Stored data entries
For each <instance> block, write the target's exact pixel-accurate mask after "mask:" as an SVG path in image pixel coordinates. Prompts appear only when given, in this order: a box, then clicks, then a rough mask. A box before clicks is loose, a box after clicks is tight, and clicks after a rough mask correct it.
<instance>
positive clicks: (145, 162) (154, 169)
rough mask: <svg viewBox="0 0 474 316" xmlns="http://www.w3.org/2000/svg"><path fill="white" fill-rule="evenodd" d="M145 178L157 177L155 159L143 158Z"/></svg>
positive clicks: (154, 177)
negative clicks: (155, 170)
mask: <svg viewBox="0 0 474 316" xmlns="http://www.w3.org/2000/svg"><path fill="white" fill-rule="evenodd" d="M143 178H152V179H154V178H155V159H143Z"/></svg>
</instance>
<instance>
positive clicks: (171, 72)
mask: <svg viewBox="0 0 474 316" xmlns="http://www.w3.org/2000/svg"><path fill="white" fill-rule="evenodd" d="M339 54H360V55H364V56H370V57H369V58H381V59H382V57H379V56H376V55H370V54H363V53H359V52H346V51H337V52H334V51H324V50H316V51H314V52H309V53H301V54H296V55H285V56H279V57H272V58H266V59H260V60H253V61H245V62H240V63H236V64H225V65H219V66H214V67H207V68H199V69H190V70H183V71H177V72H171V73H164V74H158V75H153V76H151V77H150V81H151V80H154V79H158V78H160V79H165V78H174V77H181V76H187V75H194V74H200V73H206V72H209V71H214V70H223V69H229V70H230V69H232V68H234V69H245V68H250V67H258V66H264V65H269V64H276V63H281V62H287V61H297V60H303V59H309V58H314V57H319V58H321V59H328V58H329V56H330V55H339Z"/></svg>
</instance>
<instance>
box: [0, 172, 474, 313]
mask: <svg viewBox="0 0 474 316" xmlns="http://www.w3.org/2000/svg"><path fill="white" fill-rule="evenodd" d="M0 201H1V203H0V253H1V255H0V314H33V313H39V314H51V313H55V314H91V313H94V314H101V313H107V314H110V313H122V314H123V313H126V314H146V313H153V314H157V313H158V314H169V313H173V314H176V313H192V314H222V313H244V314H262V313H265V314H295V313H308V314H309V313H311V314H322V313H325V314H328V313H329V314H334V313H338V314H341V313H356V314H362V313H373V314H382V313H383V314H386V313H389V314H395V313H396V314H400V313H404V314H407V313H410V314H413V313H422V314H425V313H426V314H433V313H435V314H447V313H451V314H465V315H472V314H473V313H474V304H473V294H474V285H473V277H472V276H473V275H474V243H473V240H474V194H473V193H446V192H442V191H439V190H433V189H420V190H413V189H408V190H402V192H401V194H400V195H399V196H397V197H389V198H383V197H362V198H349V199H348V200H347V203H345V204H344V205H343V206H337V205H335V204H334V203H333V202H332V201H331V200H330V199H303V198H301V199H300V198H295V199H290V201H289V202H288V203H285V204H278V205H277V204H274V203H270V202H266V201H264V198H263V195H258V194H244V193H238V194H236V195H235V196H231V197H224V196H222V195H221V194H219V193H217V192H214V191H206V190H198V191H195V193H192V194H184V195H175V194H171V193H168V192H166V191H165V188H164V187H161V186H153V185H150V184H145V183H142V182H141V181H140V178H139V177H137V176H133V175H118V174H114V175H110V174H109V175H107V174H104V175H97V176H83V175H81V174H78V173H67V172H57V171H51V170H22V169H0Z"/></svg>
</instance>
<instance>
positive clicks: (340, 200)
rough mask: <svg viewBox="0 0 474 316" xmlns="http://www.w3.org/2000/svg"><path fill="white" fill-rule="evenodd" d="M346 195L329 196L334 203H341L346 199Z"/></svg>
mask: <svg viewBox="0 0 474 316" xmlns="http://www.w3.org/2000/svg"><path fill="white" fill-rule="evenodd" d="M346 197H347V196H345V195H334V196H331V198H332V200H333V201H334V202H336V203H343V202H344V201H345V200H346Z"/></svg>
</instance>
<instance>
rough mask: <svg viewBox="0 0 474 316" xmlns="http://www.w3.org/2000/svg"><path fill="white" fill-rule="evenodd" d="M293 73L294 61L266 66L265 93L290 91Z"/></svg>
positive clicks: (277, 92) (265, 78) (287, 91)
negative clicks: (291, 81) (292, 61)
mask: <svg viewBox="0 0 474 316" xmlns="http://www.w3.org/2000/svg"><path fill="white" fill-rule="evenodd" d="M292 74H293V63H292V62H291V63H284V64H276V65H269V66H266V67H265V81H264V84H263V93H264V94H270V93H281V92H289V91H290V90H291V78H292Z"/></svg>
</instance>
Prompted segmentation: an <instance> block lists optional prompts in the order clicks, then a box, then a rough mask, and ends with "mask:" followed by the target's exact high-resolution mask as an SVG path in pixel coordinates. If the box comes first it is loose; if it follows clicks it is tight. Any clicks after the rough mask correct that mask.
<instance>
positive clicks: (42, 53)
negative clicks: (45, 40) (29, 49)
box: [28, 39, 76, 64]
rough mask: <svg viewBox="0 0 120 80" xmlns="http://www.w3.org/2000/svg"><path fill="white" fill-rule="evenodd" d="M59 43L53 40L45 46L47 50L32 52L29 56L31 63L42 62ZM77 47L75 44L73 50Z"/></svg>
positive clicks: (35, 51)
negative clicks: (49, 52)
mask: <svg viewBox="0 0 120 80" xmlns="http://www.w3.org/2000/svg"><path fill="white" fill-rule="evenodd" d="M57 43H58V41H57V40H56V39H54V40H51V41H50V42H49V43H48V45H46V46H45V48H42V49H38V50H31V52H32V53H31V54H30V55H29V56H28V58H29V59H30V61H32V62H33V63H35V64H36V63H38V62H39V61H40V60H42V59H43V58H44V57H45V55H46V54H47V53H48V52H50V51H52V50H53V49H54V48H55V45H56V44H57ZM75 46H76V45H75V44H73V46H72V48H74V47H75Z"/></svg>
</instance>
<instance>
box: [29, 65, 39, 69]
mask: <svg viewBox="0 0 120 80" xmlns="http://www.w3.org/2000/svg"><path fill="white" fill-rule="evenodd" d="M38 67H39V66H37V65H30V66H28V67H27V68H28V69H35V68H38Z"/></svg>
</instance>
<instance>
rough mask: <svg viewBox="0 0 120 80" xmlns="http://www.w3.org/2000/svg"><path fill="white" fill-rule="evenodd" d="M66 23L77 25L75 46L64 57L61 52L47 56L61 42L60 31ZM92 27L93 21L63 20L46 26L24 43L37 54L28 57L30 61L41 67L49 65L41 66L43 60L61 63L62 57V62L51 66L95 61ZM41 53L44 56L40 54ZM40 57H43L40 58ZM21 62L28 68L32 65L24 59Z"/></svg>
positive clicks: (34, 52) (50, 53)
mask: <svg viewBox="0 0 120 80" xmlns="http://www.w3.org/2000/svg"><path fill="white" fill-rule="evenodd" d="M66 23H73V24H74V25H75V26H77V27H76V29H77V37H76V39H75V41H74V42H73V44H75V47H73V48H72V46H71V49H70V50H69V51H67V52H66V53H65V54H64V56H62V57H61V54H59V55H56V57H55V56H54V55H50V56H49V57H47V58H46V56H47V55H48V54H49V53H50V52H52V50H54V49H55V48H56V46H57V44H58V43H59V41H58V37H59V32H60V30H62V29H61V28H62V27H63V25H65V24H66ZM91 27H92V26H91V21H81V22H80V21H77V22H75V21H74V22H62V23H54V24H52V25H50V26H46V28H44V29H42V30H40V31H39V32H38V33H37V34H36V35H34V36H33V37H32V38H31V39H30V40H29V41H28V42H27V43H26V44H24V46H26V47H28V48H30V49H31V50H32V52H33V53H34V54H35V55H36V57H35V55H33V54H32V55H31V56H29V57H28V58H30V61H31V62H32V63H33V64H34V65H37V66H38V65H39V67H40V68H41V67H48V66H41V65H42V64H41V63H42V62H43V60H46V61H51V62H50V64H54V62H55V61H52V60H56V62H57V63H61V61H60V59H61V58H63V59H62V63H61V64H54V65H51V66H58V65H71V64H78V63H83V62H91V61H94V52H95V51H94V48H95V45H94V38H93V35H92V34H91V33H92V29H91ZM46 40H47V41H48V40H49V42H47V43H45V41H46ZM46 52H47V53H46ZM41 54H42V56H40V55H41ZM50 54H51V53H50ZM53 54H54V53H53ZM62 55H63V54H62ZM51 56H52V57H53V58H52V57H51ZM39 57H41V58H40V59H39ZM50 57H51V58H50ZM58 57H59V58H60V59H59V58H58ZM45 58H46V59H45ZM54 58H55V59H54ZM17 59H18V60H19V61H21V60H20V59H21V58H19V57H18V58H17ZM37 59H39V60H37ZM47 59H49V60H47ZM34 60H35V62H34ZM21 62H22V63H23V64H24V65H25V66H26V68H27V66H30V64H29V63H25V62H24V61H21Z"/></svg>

- _The problem_: Some lines of the data may hold the word "loose". Say how many do, with nothing else.

- _Finished exercise_: 2